## TEXT PROVIDED
Wednesday, February 18, 2009

Today was Marty's birthday, although it has been more of a b.d. week. Yesterday morning we spent at the eye doctor and then he kept me company while I shopped for a car (still pending). He spent his birthday at the office and we ate leftovers tonight. But don't worry -- tomorrow, I am invited to a lunch party at the office that his employees are throwing for him. And Saturday night we are going to dinner with all six of our children and four spouses: my treat. I stayed home doing car research this morning and by the afternoon, I decided to make a gelatin plate and print on paper to amuse myself. I had the yucky plate left over from Friday's deal with the grands, so I melted it in the microwave, strained out the bits of paint and gunk, and added it to the last of the gelatin to make a strong, 9x13 plate. I used textile paint and it worked fine on the paper. Here are a couple of the prints.
The one I like best is the paper towel print.
Tonight, thinking I would do some collage, I unearthed my treasure trove of ephemera. I hadn't looked at it in so long that I had forgotten it contained some long-lost favorite inspirations. And I realized two things:
  1. All of these photos speak to me with a common voice.
  2. All, except the last one, predate 9/11.
Shop window, Venice, Sept 1999
February 2000
What do you see as a common voice in these photographs? And more to the point, why do they appeal to me so strongly? (I don't expect you to answer this). And now, after having stayed up till an ungodly hour last night, I am going to bed.


Helen Conway said...

## DATA
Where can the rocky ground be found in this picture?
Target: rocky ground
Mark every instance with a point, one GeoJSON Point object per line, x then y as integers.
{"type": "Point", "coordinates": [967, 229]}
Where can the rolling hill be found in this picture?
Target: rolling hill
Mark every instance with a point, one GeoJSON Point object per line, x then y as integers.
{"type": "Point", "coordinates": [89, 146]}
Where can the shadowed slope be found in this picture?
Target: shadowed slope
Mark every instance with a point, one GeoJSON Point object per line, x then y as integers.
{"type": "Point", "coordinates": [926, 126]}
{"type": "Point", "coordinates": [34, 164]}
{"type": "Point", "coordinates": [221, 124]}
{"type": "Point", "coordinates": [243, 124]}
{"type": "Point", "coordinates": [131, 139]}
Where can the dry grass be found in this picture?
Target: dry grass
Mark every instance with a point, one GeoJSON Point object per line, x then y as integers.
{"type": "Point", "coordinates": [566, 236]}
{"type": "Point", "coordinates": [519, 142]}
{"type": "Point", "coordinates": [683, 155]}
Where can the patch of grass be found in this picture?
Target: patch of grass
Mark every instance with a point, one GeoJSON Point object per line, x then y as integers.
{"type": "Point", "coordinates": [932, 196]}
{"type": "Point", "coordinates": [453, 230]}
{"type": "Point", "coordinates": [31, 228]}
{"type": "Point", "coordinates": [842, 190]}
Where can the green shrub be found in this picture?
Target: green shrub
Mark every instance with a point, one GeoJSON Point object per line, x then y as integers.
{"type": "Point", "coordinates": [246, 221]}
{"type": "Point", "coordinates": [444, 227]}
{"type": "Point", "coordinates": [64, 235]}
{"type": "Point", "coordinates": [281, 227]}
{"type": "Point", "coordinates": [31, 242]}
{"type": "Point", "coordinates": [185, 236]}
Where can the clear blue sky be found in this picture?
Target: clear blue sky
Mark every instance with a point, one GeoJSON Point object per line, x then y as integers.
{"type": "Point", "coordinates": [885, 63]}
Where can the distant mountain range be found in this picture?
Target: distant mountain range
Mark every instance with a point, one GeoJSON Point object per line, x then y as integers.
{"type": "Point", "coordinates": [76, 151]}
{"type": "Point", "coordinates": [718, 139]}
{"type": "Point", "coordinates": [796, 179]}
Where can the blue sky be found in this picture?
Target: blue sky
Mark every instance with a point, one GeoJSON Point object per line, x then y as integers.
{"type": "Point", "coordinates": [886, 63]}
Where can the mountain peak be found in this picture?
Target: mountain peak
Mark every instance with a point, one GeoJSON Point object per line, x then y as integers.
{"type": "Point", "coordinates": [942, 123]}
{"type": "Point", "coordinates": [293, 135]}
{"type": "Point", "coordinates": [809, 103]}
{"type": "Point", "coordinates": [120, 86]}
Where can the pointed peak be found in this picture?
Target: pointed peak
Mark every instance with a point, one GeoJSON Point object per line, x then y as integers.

## WORK ITEM
Write out the part of the blog post starting at "The one I like" and ending at "Helen Conway said...", keeping every word unchanged. Please rely only on the blog post above for everything that comes next.

## RESULT OF THIS TASK
The one I like best is the paper towel print.
Tonight, thinking I would do some collage, I unearthed my treasure trove of ephemera. I hadn't looked at it in so long that I had forgotten it contained some long-lost favorite inspirations. And I realized two things:
  1. All of these photos speak to me with a common voice.
  2. All, except the last one, predate 9/11.
Shop window, Venice, Sept 1999
February 2000
What do you see as a common voice in these photographs? And more to the point, why do they appeal to me so strongly? (I don't expect you to answer this). And now, after having stayed up till an ungodly hour last night, I am going to bed.


Helen Conway said...